*** Opening SOURCE DOCUMENT ***

Every year brings more memoirs of the Holocaust, known to Jews as the Shoah. This is a good thing as we inhabit a culture of selective memory and pragmatic forgetting. There are people getting around in black uniforms who need to be sat down and made to listen.

Jewish prisoners during their liberation from the Auschwitz concentration camp in January 1945.

Jewish prisoners during their liberation from the Auschwitz concentration camp in January 1945. Credit: Jewish Holocaust Centre

These books all bear witness to a profound historical trauma and, in so doing, encourage others to speak of other traumas. I have visited a large Jewish school in Melbourne for Yom HaShoah (Holocaust Remembrance Day). The living witness of survivors was bracing. So too was the way the service embraced survivors of other historical darkness: Indigenous Australian, refugees, climate casualties, Anzacs. A list was shared of all the places in need of peace. The sense of shared humanity is the bridge to the future.

Survivor memoirs fall into several categories. Of recent times, books that use the experience to salvage something for the present have found a wide audience. The best known is Eddie Jaku’s The Happiest Man on Earth (2020), a title with only a tinge of irony. Adam Goldberg’s The Strength of Hope: A Holocaust Survivor’s Guide to Love and Life (2022) is another.

Goldberg writes, “Some find it hard to understand how I have kept my positivity and how I can see the good in people after what I went through.” Jaku’s parting note is “make yourself a friend to the world.” These books have lessons to teach.

Credit:

Another category of memoir asks existential questions. One of the earliest, Viktor Frankl’s Man’s Search for Meaning (1946), is like this. He famously proposed that the people best equipped to survive Hitler’s attempted genocide were those who had a strong reason to survive, a deep purpose. He observes the fate of those who lost the will to live.

Elie Wiesel’s Night (1960) tugs in another existential direction, describing the author’s loss of trust in other people and, ultimately, inability to believe in God. The fate of God in the camps, the most existential question, varies widely. The philosopher Emmanuel Levinas had the mirror experience of Wiesel’s, recognising human dignity as sacred and radical hospitality as the hallmark of the divine. Australia’s Jacob G. Rosenberg dealt exquisitely with the subtlety and nuance of these experiences in books such as East of Time (2005).

A third category encompasses memoirs written by the friends, children, and grandchildren of those who suffered, often after long meditation. Hannah Pick-Goslar’s recently published My Friend Anne Frank (2023) is an example. Australia’s Arnold Zable is a shining light of this kind of reflection: in Jewels and Ashes (1991) he tells of his search for family members who perished. In more than 30 years since, he has become an advocate for many other groups who have also been traumatised.

*** Closing SOURCE DOCUMENT ***
*** Opening DATASET RECORDS ***

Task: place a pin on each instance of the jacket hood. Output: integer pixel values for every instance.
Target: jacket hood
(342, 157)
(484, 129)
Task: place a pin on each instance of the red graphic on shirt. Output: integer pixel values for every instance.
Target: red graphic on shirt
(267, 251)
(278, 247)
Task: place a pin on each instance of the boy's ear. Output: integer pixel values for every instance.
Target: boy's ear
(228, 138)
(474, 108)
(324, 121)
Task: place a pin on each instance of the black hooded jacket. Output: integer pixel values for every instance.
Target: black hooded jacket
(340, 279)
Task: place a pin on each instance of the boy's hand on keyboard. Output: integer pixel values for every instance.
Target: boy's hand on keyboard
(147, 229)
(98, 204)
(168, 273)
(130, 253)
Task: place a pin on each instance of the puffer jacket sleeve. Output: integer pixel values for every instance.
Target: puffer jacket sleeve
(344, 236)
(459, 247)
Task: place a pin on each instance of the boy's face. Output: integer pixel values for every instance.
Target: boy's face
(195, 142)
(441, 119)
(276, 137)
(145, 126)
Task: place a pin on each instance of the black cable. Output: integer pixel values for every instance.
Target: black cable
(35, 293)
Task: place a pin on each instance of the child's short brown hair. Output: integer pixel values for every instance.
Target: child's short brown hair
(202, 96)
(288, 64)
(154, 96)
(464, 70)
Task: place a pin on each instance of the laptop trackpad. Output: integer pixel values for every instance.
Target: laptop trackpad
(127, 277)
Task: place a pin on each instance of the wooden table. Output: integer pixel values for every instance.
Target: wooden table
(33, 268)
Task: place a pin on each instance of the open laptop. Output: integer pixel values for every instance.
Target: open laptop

*** Closing DATASET RECORDS ***

**PROBLEM DETAILS**:
Answer these questions from the text on Holocaust memoirs:
1. Which Eddie Jaku book does the text call the best known of the memoirs that salvage something for the present?
2. According to Viktor Frankl, which people were best equipped to survive?
3. What does Arnold Zable tell of in Jewels and Ashes?

**REPLY TO THE TASK**:
1. The Happiest Man on Earth (2020).
2. Those who had a strong reason to survive, a deep purpose.
3. His search for family members who perished.